**PASSAGE TO READ**

============

The Mathare Valley slum near Nairobi, Kenya, in 2009.

Poverty is deprivation based on lack of material resources. The concept is value-based and political. Hence its definition, causes and remedies (and the possibility of remedies) are highly contentious.[1] The word poverty may also be used figuratively to indicate a lack, instead of material goods or money, of any kind of quality, as in a poverty of imagination.

Definitions

Primary and secondary poverty

The use of the terms primary and secondary poverty dates back to Seebohm Rowntree, who conducted the second British survey to calculate the extent of poverty. This was carried out in York and was published in 1899. He defined primary poverty as having insufficient income to “obtain the minimum necessaries for the maintenance of merely physical efficiency”. In secondary poverty, the income “would be sufficient for the maintenance of merely physical efficiency were it not that some portion of it is absorbed by some other expenditure.” Even with these rigorous criteria he found that 9.9% of the population was in primary poverty and a further 17.9% in secondary.[2]

Absolute and comparative poverty

More recent definitions tend to use the terms absolute and comparative poverty. Absolute is in line with Rowntree's primary poverty, but comparative poverty is usually expressed in terms of ability to play a part in the society in which a person lives. Comparative poverty will thus vary from one country to another.[3] The difficulty of definition is illustrated by the fact that a recession can actually reduce "poverty".

============

**DATA LISTING**

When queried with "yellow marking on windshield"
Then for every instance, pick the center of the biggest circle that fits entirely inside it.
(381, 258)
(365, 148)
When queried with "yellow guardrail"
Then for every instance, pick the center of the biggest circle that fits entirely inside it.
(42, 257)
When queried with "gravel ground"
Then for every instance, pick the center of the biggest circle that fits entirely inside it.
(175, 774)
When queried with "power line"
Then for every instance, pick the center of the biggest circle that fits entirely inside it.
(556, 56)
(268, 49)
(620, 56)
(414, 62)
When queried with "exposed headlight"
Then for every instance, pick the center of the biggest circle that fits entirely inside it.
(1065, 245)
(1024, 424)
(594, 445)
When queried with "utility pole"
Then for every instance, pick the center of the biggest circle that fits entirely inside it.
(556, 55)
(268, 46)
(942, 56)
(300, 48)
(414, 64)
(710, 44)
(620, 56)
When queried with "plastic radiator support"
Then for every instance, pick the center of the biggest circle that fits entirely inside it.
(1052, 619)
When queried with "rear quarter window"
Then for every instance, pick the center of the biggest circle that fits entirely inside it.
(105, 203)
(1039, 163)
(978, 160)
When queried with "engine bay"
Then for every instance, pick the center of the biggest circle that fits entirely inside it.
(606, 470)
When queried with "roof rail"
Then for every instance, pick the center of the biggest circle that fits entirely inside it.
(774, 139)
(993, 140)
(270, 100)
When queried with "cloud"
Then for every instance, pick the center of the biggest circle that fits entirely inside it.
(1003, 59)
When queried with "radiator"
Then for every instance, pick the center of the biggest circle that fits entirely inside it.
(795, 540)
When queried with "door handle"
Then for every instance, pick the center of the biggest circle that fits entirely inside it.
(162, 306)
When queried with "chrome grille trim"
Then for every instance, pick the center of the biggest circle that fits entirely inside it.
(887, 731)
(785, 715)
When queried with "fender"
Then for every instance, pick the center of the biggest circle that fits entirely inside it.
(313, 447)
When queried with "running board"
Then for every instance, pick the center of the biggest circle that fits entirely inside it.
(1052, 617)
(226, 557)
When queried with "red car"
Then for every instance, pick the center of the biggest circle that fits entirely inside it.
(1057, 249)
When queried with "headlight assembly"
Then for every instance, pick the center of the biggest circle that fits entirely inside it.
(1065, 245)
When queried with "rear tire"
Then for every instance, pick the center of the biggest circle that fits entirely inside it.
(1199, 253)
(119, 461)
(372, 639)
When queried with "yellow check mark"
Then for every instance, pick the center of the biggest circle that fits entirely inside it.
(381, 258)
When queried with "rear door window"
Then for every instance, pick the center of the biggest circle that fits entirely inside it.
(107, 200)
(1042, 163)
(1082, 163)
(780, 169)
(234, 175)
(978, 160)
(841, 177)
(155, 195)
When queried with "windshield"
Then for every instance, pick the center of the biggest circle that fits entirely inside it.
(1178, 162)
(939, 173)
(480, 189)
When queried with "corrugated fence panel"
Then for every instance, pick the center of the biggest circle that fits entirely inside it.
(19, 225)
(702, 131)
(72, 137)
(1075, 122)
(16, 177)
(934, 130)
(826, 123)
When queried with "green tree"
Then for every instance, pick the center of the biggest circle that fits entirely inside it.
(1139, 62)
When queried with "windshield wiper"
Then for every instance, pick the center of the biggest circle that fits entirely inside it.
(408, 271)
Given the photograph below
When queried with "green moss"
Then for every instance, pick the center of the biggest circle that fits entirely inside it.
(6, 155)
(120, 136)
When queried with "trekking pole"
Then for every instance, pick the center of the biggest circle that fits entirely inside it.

============

**SET EXERCISE 1**
Duplicate the section of the passage on poverty that opens with the words containing "Poverty is deprivation" and closes with "poverty of imagination.".
**SET EXERCISE 2**
Write the next part of the passage on poverty, picking up after its final sentence.

**FINAL RESULT 1**
Poverty is deprivation based on lack of material resources. The concept is value-based and political. Hence its definition, causes and remedies (and the possibility of remedies) are highly contentious.[1] The word poverty may also be used figuratively to indicate a lack, instead of material goods or money, of any kind of quality, as in a poverty of imagination.

**FINAL RESULT 2**
Causes of poverty

The causes of poverty most often considered are:

  • Character defects
  • An established “culture of poverty”, with low expectations handed down from one generation to another
  • Unemployment
  • Irregular employment, and/or low pay
  • Position in the life cycle (see below) and household size
  • Disability
  • Structural inequality, both within countries and between countries. (R H Tawney: “What thoughtful rich people call the problem of poverty, thoughtful poor people call with equal justice a problem of riches”)[4]

As noted above, most of these, or the extent to which they can be, or should be changed, are matters of heated controversy.

Footnotes

  1. Alcock, P. Understanding poverty. Macmillan. 1997. ch 1.
  2. Harris, B. The origins of the British welfare state. Palgrave Macmillan. 2004. Also, Oxford Dictionary of National Biography.
  3. Alcock, Pt II
  4. Alcock, Preface to 1st edition and pt III.